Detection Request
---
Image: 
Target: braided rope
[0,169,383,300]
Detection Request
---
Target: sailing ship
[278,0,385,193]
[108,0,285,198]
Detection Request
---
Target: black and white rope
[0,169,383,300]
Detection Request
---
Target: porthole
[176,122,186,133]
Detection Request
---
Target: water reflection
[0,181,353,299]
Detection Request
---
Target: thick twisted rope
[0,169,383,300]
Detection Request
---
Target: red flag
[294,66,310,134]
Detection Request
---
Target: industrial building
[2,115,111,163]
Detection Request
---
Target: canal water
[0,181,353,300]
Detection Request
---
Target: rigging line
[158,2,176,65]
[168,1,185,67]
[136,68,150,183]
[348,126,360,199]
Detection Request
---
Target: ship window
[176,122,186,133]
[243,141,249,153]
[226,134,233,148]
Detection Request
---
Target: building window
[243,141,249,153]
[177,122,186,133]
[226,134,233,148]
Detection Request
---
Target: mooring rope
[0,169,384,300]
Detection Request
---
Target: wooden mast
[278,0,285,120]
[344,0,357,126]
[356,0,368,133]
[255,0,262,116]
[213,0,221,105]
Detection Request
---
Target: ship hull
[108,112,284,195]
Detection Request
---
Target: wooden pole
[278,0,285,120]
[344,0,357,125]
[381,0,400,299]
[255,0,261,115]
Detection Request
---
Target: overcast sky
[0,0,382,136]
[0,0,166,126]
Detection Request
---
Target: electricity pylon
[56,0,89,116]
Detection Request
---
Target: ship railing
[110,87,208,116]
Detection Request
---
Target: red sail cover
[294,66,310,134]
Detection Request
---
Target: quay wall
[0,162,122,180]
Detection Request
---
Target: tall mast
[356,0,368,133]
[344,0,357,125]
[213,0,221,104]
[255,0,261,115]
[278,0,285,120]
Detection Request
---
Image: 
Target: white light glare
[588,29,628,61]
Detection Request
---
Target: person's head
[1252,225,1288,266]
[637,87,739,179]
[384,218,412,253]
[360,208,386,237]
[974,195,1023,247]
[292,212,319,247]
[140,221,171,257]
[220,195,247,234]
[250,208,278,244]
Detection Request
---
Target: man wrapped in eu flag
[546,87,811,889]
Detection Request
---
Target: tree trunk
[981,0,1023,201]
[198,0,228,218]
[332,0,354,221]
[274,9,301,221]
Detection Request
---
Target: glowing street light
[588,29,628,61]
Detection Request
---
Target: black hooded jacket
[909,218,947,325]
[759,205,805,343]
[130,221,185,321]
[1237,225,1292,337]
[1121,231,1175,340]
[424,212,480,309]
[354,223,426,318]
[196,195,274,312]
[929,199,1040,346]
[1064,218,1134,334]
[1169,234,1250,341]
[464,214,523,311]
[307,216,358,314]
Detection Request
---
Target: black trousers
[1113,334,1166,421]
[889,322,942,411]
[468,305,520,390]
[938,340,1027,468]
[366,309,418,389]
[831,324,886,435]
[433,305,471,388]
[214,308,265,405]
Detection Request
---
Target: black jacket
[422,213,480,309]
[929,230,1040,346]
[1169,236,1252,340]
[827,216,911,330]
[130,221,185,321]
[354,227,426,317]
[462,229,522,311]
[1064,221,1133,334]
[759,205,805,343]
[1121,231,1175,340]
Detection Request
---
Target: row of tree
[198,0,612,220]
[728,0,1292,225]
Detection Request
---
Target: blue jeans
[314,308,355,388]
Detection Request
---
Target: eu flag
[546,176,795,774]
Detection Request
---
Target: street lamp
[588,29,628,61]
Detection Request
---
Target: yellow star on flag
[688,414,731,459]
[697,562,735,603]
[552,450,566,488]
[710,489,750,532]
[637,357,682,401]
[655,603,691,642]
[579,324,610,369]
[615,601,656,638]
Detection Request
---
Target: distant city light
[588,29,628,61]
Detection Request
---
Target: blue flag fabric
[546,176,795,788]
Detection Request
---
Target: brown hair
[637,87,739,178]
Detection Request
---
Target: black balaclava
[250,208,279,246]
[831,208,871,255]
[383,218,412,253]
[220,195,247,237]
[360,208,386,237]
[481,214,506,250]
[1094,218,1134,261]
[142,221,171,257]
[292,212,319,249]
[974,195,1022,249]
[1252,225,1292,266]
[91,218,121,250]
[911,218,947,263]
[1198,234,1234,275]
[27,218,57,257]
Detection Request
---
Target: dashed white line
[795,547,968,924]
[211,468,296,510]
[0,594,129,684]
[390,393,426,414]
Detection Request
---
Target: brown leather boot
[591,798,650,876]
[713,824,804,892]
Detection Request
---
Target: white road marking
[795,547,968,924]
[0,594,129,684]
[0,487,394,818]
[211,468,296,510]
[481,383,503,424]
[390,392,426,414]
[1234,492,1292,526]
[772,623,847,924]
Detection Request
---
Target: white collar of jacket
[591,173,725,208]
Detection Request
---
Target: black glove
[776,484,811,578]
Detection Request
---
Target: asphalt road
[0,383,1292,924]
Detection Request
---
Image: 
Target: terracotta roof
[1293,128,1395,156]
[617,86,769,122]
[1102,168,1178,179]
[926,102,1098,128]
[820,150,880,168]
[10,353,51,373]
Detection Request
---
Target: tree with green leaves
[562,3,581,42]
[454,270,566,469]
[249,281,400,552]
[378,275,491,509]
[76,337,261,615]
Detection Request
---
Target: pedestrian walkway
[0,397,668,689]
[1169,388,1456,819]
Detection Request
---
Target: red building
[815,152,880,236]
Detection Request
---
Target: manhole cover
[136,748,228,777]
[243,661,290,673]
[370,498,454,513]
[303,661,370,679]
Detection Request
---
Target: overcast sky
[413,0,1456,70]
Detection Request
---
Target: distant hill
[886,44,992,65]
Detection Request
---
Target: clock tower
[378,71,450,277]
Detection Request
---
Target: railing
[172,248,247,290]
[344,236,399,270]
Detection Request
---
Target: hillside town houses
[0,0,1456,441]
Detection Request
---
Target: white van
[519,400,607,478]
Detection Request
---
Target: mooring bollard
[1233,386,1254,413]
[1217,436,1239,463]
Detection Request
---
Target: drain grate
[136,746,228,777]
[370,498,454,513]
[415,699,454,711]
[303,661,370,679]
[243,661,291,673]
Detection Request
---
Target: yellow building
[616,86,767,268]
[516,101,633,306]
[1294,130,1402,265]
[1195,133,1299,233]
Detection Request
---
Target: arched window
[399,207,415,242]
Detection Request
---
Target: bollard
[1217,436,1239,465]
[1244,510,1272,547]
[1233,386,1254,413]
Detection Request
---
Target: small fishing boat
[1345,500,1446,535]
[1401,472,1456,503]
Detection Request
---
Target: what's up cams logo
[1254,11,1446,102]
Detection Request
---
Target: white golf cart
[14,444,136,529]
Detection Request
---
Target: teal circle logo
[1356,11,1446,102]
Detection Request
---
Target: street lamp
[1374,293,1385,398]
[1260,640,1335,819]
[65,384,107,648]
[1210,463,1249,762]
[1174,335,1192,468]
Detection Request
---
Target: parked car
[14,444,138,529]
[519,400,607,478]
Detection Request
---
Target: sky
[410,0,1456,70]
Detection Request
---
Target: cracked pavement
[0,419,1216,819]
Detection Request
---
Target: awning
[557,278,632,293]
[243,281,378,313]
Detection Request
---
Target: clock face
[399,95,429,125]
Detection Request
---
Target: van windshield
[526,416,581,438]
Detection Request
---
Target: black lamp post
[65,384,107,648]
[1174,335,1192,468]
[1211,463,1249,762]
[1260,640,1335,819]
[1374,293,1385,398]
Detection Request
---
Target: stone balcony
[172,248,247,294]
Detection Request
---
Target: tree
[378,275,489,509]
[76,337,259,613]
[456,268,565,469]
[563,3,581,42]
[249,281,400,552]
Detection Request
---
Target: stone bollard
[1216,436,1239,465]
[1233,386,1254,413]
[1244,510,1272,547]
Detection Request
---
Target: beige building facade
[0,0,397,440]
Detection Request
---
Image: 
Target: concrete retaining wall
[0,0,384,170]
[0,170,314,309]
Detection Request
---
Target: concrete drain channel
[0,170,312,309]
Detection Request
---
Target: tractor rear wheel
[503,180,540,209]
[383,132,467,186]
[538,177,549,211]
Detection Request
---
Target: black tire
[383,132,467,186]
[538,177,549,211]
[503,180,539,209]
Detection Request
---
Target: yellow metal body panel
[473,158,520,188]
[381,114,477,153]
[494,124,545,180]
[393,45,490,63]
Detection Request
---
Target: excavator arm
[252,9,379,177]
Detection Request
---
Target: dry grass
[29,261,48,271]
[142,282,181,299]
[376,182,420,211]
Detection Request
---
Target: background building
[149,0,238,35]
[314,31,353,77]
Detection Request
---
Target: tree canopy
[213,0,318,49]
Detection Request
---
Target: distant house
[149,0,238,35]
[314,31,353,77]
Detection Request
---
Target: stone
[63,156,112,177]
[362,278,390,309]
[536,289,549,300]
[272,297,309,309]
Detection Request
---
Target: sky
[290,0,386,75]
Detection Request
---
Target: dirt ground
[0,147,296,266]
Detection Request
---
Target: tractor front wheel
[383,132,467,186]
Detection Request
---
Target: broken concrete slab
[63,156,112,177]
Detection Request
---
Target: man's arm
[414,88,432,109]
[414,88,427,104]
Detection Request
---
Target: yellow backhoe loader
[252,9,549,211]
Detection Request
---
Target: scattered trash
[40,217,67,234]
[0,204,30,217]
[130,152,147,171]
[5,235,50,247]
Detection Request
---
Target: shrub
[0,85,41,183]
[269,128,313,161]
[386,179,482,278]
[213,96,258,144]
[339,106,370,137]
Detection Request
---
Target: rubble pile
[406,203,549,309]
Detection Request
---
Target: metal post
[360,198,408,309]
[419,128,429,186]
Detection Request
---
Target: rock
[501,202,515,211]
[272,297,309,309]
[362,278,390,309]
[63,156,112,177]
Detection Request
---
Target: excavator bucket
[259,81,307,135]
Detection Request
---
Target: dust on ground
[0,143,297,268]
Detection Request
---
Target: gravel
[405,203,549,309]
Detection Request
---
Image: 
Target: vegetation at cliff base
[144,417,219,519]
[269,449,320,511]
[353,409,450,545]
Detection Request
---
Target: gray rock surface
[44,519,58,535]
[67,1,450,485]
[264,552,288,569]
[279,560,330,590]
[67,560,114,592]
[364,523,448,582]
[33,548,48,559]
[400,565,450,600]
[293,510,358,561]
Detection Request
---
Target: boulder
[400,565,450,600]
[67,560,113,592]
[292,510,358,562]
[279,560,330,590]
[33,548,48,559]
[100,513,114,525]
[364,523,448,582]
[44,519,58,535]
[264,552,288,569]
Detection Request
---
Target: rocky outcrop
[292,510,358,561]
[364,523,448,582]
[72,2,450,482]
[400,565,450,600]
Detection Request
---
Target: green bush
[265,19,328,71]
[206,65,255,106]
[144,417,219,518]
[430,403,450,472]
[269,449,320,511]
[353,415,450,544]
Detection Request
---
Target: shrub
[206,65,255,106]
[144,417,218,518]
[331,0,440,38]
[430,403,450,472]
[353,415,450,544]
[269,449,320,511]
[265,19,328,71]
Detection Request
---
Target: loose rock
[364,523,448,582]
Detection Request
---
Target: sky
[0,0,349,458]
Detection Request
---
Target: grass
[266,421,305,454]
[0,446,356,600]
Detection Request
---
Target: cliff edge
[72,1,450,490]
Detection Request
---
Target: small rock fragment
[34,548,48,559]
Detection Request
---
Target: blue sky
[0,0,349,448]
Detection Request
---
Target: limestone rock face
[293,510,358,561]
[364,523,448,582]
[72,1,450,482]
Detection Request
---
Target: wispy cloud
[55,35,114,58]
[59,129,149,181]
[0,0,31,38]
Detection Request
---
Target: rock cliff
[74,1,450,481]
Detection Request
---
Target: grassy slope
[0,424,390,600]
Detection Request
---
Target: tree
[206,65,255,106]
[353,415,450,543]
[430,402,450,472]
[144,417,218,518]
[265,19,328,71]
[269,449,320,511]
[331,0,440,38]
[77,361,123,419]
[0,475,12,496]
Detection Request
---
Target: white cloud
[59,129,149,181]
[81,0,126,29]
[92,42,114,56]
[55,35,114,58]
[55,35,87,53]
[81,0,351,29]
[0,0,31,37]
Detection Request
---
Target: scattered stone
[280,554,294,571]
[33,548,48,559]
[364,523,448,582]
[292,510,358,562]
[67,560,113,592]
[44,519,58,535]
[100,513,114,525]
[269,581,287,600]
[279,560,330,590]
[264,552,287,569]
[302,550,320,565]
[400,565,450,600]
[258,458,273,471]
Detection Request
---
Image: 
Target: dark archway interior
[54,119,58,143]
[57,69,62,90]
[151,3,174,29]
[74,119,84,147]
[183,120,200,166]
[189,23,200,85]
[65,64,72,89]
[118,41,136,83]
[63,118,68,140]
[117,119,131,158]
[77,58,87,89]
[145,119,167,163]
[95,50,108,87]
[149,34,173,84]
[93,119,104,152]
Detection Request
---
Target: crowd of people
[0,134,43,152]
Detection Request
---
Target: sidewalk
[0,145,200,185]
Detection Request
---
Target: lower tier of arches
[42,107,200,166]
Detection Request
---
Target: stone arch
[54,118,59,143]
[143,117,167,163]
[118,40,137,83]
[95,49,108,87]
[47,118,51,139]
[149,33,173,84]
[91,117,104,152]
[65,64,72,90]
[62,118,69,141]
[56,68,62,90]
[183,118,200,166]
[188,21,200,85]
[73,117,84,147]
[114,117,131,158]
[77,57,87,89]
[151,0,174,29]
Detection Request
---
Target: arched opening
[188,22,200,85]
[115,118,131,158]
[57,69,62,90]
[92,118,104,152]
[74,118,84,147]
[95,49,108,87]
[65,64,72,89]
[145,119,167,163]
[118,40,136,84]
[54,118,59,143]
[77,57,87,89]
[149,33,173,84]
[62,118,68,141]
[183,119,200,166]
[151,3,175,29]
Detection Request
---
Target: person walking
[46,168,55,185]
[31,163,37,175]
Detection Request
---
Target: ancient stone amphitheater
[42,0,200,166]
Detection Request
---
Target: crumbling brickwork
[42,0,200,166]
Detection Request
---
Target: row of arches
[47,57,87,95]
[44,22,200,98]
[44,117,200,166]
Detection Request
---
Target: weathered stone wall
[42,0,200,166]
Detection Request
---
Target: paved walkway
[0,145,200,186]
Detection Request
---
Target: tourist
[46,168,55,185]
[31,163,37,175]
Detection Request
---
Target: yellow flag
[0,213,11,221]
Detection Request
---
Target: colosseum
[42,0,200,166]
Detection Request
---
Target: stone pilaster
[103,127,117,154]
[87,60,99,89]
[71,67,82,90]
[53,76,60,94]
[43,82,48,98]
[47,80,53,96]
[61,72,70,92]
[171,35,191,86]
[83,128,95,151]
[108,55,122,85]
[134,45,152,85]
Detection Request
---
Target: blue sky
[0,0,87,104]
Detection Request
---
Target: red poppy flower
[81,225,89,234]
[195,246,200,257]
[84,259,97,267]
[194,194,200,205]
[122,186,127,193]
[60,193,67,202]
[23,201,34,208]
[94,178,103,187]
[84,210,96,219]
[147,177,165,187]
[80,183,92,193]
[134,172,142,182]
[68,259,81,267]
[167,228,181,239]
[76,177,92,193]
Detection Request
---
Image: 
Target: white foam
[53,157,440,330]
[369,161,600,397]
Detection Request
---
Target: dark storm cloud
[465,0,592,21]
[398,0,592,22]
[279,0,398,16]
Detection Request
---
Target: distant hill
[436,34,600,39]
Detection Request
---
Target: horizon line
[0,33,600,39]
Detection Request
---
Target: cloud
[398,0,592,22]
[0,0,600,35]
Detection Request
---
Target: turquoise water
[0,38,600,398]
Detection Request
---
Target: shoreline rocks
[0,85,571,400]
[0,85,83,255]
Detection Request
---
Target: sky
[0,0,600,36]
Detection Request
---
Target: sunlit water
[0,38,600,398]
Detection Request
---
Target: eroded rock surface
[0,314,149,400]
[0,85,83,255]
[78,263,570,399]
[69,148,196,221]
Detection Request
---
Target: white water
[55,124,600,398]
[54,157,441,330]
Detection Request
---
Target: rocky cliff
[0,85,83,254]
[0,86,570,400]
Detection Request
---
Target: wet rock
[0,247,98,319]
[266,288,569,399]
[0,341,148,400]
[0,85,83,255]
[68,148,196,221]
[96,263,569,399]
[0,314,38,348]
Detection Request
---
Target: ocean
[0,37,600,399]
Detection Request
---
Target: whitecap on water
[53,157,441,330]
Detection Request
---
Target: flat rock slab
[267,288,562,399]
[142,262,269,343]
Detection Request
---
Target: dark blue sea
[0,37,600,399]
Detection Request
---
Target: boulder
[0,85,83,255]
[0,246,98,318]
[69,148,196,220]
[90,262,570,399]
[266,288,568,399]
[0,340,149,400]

■ ■ ■ ■ ■

● **Aim**:
From the listing above, pick out each line that contains the word "road" and copy it. Case counts.

● **Correct result**:
Target: white road marking
Target: asphalt road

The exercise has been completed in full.